### Document excerpt
Gold and its importance in Indian context:
India’s obsession with gold goes a long way back in the history. In fact, gold has a rich tradition in Hindu mythology as well. In Ramayana, King Ravan’s island fortress capital, Lanka, was made up of gold. In the legend of Lord Krishna, the entire city of Dwarika was also made up of gold. Chanakya, the pioneer of the subjects such as economics and politics, has said, “Sarve gunaaha kaanchanamaa shrayante”, which means gold has all the qualities that can give you a better life and the more you have it, the richer and more accomplished you are. In Ayurveda, too, gold has been given a lot of significance. Gold ash powder is developed and produced as special remedy for a number of diseases and disorders.
Research shows that over 16,000 tonnes of gold is there in Indian households predominantly in the form of jewellery. The value of this as per market price is a whooping Rs. 27.2 lakh crore. That is close to twice the foreign exchange reserves held by the RBI. Let’s consider the factors one needs to be aware of and the know-how of investing in gold.
Gold has proved itself time and again to be the perfect hedge for inflation. But to look at it as a hedge avenue, Indians are yet to consider this market actively as the purchases continue to be dominated by jewellery. Gold only beats inflation. It fares poorly when compared to real estate or shares when compared on the basis of real inflation adjusted returns.
Any serious investor, however, is advised to have a certain percentage of investment in gold to hedge inflation.
Forms of buying gold
Any investor has to be aware of the different forms of buying gold. Jewellery, the most traditional and the dominant form of buying gold in India, is in fact not an investment idea. The reason is that there are heavy losses in the form of wastage and making charges. This can vary from a minimum of 10 per cent to as high as 35 per cent for special and complex designs.
Bank coins, again, are not an investment idea as the premium that banks charge for their coins is around 5-10 per cent. Also, the bank coins have lesser liquidity as they are not bought back by the banks.
Bullion bars are good modes for investment but the minimum investment here is much higher than a common investor can think of.
Gold Exchange Traded Funds (ETFs) are a hot option these days. These are like mutual funds that invest only in gold. They are proving to be an easier and safer mode to buy gold. The charges are very less and the gold can be accessed electronically. The disadvantage is that one never gets to “see” one’s holdings.
Gold in any form does not give any current income. The only exception is the dividend option in the gold ETFs. If held in the physical form, there is only outflow of cash for the maintenance of lockers.

### Given data
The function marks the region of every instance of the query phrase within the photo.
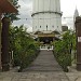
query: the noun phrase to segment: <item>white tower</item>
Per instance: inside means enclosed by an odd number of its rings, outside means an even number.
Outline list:
[[[32,31],[62,31],[59,0],[33,0]]]
[[[78,9],[76,8],[75,14],[73,14],[73,30],[76,30],[75,23],[76,23],[76,17],[78,16],[79,16],[79,12],[78,12]]]

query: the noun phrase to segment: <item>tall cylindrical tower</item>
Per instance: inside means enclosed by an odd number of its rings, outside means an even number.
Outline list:
[[[62,31],[59,0],[33,0],[32,31]]]

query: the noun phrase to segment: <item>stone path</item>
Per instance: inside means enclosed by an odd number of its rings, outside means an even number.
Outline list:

### Exercise tasks
A: In the article on gold in India, how much do losses from wastage and making charges on jewellery amount to?
B: Carry on writing the article on gold in India, starting after its last sentence.

### Exercise answers
A: They range from a minimum of 10 per cent to as high as 35 per cent for special and complex designs.

B:
Historically, gold has been the perfect hedge for inflation. This is based on data from the year 1800 AD. But in terms of absolute returns gold has fared rather poorly giving returns at only 0.8 per cent above inflation. Real estate and shares beat gold squarely on the capital appreciation front. Real estate and shares have given returns of about 11 per cent over inflation since 1979 (1979 as that was the year the Sensex was launches).In the short run, however, gold is a very strong bet compared to shares that are highly volatile. The idea for gold investment will be to use it at times when the markets are falling and when the inflation is very high.
A 5 per cent of the overall investment portfolio can be considered for gold investments (bullion, WGC coins, Gold ETFs). Jewellery is not an investment as far as personal finance goes. It is only an expense for pleasure, symbolizing wealth.
Gold does not carry much risk at least in India, as we hardly see deflation in the real sense. Even when the official figures where showing negative inflation (deflation) during the last year, the actual prices of food items were increasing. This was reflected in the gold prices too. The real risk with buying gold is in the opportunity cost of investing in other avenues that can actually give higher returns. The average return in 2012 was 7.5 %.
Your objective should to be to buy gold on a continual basis. This is because your gold consumption is continual- you may, for instance, choose to gift gold to your family during several festive occasions. Given the continual need for gold, you should not be concerned about the changes in its price levels. Instead, you should set-up a systematic plan on gold ETF. Your investment should preferably be 10 per cent or less of your total portfolio value.
Buy but not in huge quantities at one go. Buy in small quantities and buy ETFs. I think this is the right time to start investing in gold and chances of pricing coming down are looks mean. At the same time it shouldn’t be more than 5% to 6% of your total investment. I generally buy gold but not for investment purpose but for traditional reasons Indians buy gold.